GEGEVEN FRAGMENT -
⁂

De leerlingen presteerden ook beter tijdens het experiment. Floris, die het jaar ervoor was blijven zitten, bleef weg uit de lessen waar hij het prima deed en gebruikte die tijd voor Duits, waar hij een goed cijfer voor haalde. “Sam las in de uren die hij skipte een boek dat hij nog moest lezen voor Nederlands en Lotte schreef een artikel voor de schoolkrant. Zonder dan hen verteld was wat ze moesten doen, gingen ze datgene doen wat voor hen op dat moment belangrijk was.” 

Uitgeblust 

Daarnaast ontstond er een nieuwe dynamiek in de relatie tussen de leraren en de leerlingen, merkte Visser op. “Nu de leerlingen een keuze hadden, kon er opeens een gesprek ontstaan over de keuzes die ze maakten. Ze hadden daar zelf een stem in. Geen discipline (je moet naar de les, anders volgen er sancties) maar een gesprek over dat risico van onderwijs.” Leraren erkenden dat de leerlingen soms liever iets anders gingen doen dan in hun les zitten, maar wisten te beargumenteren waarom het toch beter was om op dat moment aandacht aan hun vak te besteden.  

Als journalist komt Visser nu op verschillende scholen en het valt hem daarbij op hoe passief de leerlingen vaak zijn. Tijdens de uitleg let maar een klein deel op terwijl de rest wegdroomt of op de mobiel of laptop zit. Op andere scholen spreekt Visser vaak leerlingen die uitgeblust zijn geraakt in het reguliere onderwijs. Ze zijn naar een andere school gegaan om los te komen van een systeem waarin alles gemeten en getoetst wordt. “Ze moeten ‘ontscholen’ voor ze weer een idee krijgen van wat ze willen met hun leven. Wat ze van waarde vinden, waar ze verantwoordelijkheid voor willen nemen.” 

Status 

Harold Bekkering, hoogleraar Cognitieve Psychologie aan de Radboud Universiteit, ziet ook vaak dat scholieren niet goed weten wat ze willen. Zo is het volgens hem niet verbazend dat de meeste studieuitval voorkomt bij Rechten. “Ik zie heel veel jongeren ermee worstelen; ze schakelen hun gevoel helemaal uit.” Hij vertelt dat zijn overbuurjongen Rechten wilde gaan studeren, maar toen hij vroeg waarom, had de buurjongen daar geen echt antwoord op. “Dat is toch status. Dat is prima, maar ga je de studie dan ook halen?”

⁂

AAN DE SLAG -
1. Werk de tekst over het schoolexperiment bij door alles vanaf "Daarnaast ontstond er" tot en met "vak te besteden." opnieuw te geven, met "scholieren" op de plek van "leerlingen".
2. Schrijf verder aan de tekst over het schoolexperiment, te beginnen na de laatste zin die er staat.

⁂

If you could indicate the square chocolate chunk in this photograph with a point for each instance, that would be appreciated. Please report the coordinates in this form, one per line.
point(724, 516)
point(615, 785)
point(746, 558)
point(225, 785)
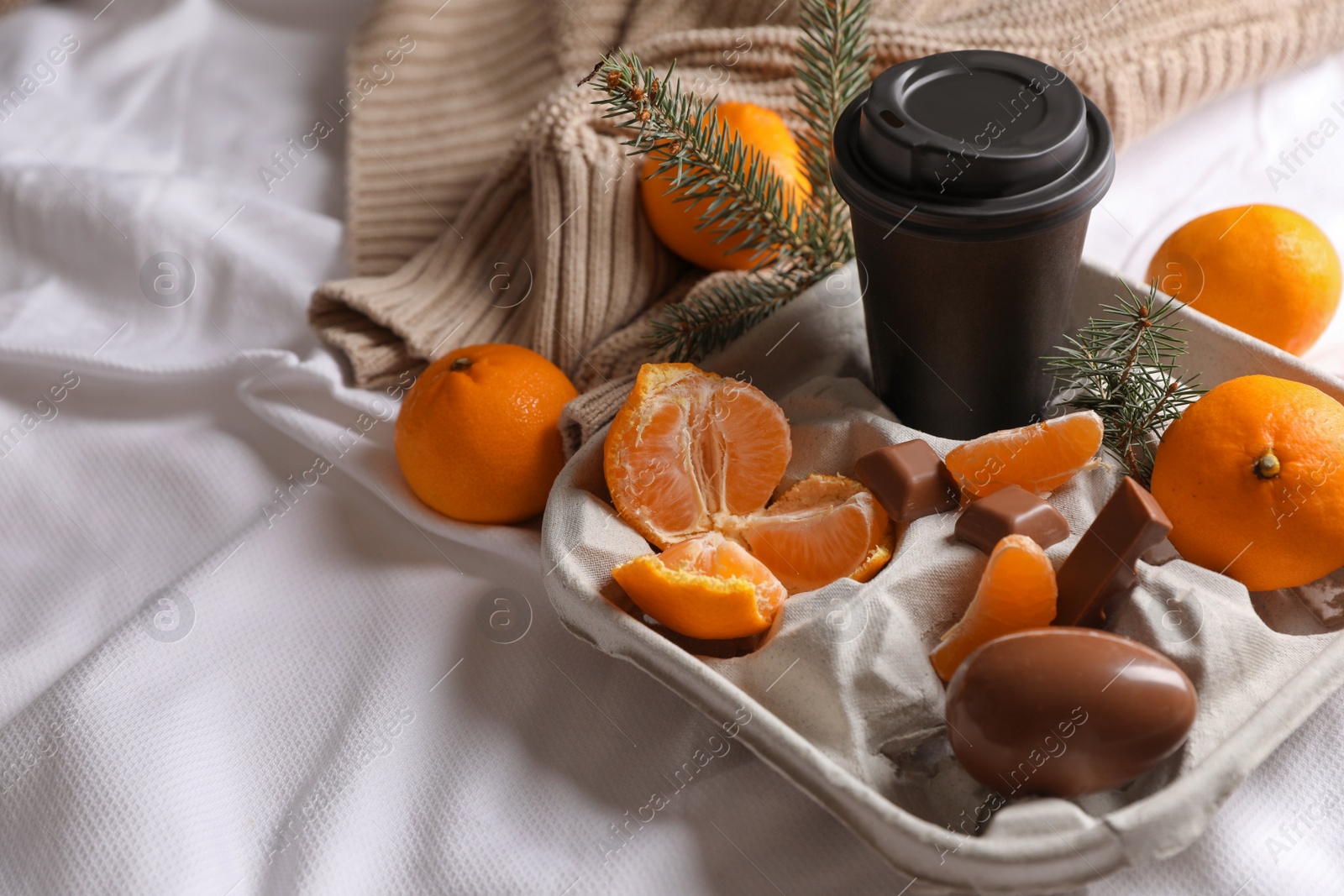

⁂

UITWERKINGEN -
1.
Daarnaast ontstond er een nieuwe dynamiek in de relatie tussen de leraren en de scholieren, merkte Visser op. “Nu de scholieren een keuze hadden, kon er opeens een gesprek ontstaan over de keuzes die ze maakten. Ze hadden daar zelf een stem in. Geen discipline (je moet naar de les, anders volgen er sancties) maar een gesprek over dat risico van onderwijs.” Leraren erkenden dat de scholieren soms liever iets anders gingen doen dan in hun les zitten, maar wisten te beargumenteren waarom het toch beter was om op dat moment aandacht aan hun vak te besteden.

2.
Volgens de Nijmegense hoogleraar hebben studiekeuzetrajecten veel baat bij een persoonlijkheidstest. De beste is volgens hem gebaseerd op het persoonlijkheidsmodel Hexaco, een aanpassing van het Big Five-model. Dat model is opgesteld door aan een grote groep deelnemers termen voor te leggen die een persoonlijkheid kunnen beschrijven. “Daar kwamen zes clusters uit voort. Als mensen zichzelf dus een hoog cijfer gaven op vriendelijkheid, gaven ze zich ook een hoog cijfer op hartelijkheid.” 

Bekkering wijst erop dat je bij Rechten een hoge mate aan gedrevenheid (conscientiousness) nodig hebt. “Je moet echt heel nauwgezet zijn om die studie te doen. Je moet heel nauwkeurig lezen, heel veel lezen en om details geven. Die studie heeft de grootste uitval, want het wordt niet getest.” In de pubertijd kan iemands persoonlijkheid nog veranderen, maar daarna ligt die grotendeels vast, vervolgt Bekkering. “Daarom vind ik het heel belangrijk om meer ruimte te geven aan leerlingen om te leren wie je bent.”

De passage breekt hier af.